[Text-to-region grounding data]
++++++

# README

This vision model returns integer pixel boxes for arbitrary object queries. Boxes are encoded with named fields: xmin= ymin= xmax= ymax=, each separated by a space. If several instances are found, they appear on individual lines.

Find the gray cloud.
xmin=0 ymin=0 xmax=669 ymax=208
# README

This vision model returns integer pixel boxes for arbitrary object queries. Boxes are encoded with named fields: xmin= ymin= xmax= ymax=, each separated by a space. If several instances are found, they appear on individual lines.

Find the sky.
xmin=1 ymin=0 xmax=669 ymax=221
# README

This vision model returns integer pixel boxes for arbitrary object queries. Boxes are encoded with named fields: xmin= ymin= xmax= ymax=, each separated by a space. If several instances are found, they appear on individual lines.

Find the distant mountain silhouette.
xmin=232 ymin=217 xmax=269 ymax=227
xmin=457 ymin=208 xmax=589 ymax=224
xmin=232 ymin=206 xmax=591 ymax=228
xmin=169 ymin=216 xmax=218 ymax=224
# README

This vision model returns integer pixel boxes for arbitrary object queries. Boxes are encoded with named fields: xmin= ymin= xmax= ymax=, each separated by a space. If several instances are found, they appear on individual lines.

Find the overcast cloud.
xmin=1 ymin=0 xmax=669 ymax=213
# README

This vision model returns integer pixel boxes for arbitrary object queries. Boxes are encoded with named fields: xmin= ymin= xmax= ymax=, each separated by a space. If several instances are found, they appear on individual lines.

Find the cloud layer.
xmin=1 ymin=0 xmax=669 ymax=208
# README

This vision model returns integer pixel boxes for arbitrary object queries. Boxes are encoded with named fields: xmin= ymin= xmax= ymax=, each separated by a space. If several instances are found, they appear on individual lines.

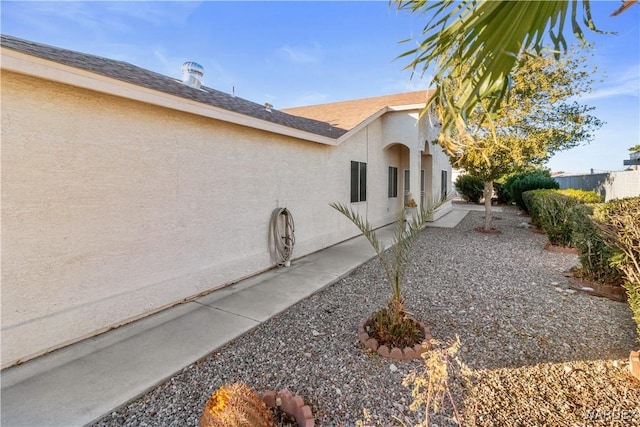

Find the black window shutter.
xmin=359 ymin=162 xmax=367 ymax=202
xmin=351 ymin=161 xmax=359 ymax=202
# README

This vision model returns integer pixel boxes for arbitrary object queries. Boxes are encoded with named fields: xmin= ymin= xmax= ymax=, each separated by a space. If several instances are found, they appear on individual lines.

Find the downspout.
xmin=366 ymin=126 xmax=369 ymax=219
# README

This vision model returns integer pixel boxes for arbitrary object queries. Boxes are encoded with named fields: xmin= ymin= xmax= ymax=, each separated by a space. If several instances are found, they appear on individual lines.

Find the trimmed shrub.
xmin=507 ymin=172 xmax=559 ymax=211
xmin=569 ymin=204 xmax=623 ymax=286
xmin=454 ymin=174 xmax=484 ymax=204
xmin=538 ymin=192 xmax=578 ymax=247
xmin=493 ymin=182 xmax=510 ymax=205
xmin=595 ymin=197 xmax=640 ymax=340
xmin=558 ymin=189 xmax=603 ymax=204
xmin=522 ymin=189 xmax=556 ymax=229
xmin=524 ymin=189 xmax=608 ymax=248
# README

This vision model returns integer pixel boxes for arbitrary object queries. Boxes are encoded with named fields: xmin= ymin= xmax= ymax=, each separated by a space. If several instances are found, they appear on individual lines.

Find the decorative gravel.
xmin=91 ymin=206 xmax=639 ymax=427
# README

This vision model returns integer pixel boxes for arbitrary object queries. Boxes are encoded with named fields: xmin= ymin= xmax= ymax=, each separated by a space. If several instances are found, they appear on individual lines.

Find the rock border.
xmin=357 ymin=318 xmax=431 ymax=360
xmin=544 ymin=242 xmax=579 ymax=254
xmin=262 ymin=389 xmax=314 ymax=427
xmin=568 ymin=276 xmax=626 ymax=302
xmin=630 ymin=351 xmax=640 ymax=382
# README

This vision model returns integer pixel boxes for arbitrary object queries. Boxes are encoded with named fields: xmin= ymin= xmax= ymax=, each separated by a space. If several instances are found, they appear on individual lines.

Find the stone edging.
xmin=544 ymin=242 xmax=579 ymax=254
xmin=630 ymin=351 xmax=640 ymax=382
xmin=357 ymin=318 xmax=431 ymax=360
xmin=263 ymin=389 xmax=314 ymax=427
xmin=568 ymin=276 xmax=626 ymax=302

++++++

What you print must match the entries exactly, except that no pictures appear.

**Exercise result**.
# README

This vision model returns integer pixel boxes for arbitrary object queries. Boxes are encoded with named fields: xmin= ymin= xmax= ymax=, each separated by a space. If several instances are found, they appear on individual lines.

Find the gray cloud.
xmin=0 ymin=0 xmax=669 ymax=208
# README

This vision model returns integer pixel boxes for arbitrary object queries. Boxes are encoded with named fields: xmin= ymin= xmax= ymax=, each separated by a space. If several instances are found, they appear on individual lines.

Find the sky.
xmin=1 ymin=0 xmax=669 ymax=221
# README

This vision model returns integer pixel boxes for arbitrary object queries. Boxes are encoded with named fields: xmin= ymin= xmax= ymax=, each separated by a space. If several instances are found, they appear on individual lines.

Find the distant mountain silhouette.
xmin=232 ymin=217 xmax=269 ymax=227
xmin=457 ymin=208 xmax=589 ymax=224
xmin=232 ymin=206 xmax=591 ymax=228
xmin=169 ymin=216 xmax=218 ymax=224
# README

This vision model returns integer pixel boxes for arbitrary object queries. Boxes are encoded with named fields: xmin= ymin= xmax= ymax=, each separated by a space. If several instances are found, they appear on individual lines.

Find the overcast cloud.
xmin=1 ymin=0 xmax=669 ymax=213
# README

This vision model returns integer pixel boxes for arbitrary object queries. Boxes are encoded with named fields: xmin= ymin= xmax= ymax=, each separated by a space. If several instances are found, they appear on individual lines.

Find the cloud layer.
xmin=1 ymin=0 xmax=669 ymax=208
# README

This vision model returns integer pixel boxes for arbitrary object queries. Boxes are encoded with named fields: xmin= ymin= xmax= ymax=, each separated by a space. If several instances are found, they appear on individual lines.


Find the black window shutter.
xmin=359 ymin=162 xmax=367 ymax=202
xmin=351 ymin=161 xmax=359 ymax=202
# README

This vision model returns integer pixel boxes for arbitrary object queries. Boxes are encoded with named fields: xmin= ymin= xmax= ymax=, each separated by a space. If several instances are found, they appear on individual lines.

Find the downspout.
xmin=366 ymin=126 xmax=369 ymax=219
# README

This vision model returns integer pixel boxes for arbitrary object queries. Boxes are encoded with named fields: xmin= ymin= xmax= ymax=, each separated by a space. If several instances are found, they appear on individual lines.

Find the trimmed shrub.
xmin=507 ymin=172 xmax=559 ymax=211
xmin=569 ymin=204 xmax=623 ymax=286
xmin=454 ymin=174 xmax=484 ymax=204
xmin=538 ymin=192 xmax=578 ymax=247
xmin=493 ymin=182 xmax=510 ymax=205
xmin=595 ymin=197 xmax=640 ymax=340
xmin=558 ymin=189 xmax=603 ymax=204
xmin=522 ymin=189 xmax=556 ymax=229
xmin=524 ymin=189 xmax=608 ymax=248
# README

This vision model returns integer pixel boxes for arbitrary object queries. Boxes are encoded with named fields: xmin= ymin= xmax= ymax=, each separated by a space. If several instances are found, they appear on individual lines.

Find the decorative gravel.
xmin=91 ymin=206 xmax=639 ymax=427
# README

This vision model returns integer pixel boxes for arbitrary object queries. Boxes are encoded with named fields: xmin= ymin= xmax= ymax=, each separated by a space. If several instances are found, they appear on individual lines.

Find the rock border.
xmin=357 ymin=318 xmax=431 ymax=360
xmin=544 ymin=242 xmax=579 ymax=254
xmin=262 ymin=389 xmax=314 ymax=427
xmin=568 ymin=276 xmax=626 ymax=302
xmin=630 ymin=351 xmax=640 ymax=382
# README

This vision model returns integer pixel boxes for arbitrary object queries. Boxes are encoded with named fields: xmin= ymin= xmax= ymax=, each separated by a space. If several instances are found, they appear on individual lines.

Find the stone edging.
xmin=544 ymin=242 xmax=579 ymax=254
xmin=630 ymin=351 xmax=640 ymax=382
xmin=357 ymin=318 xmax=431 ymax=360
xmin=263 ymin=389 xmax=314 ymax=427
xmin=568 ymin=276 xmax=626 ymax=302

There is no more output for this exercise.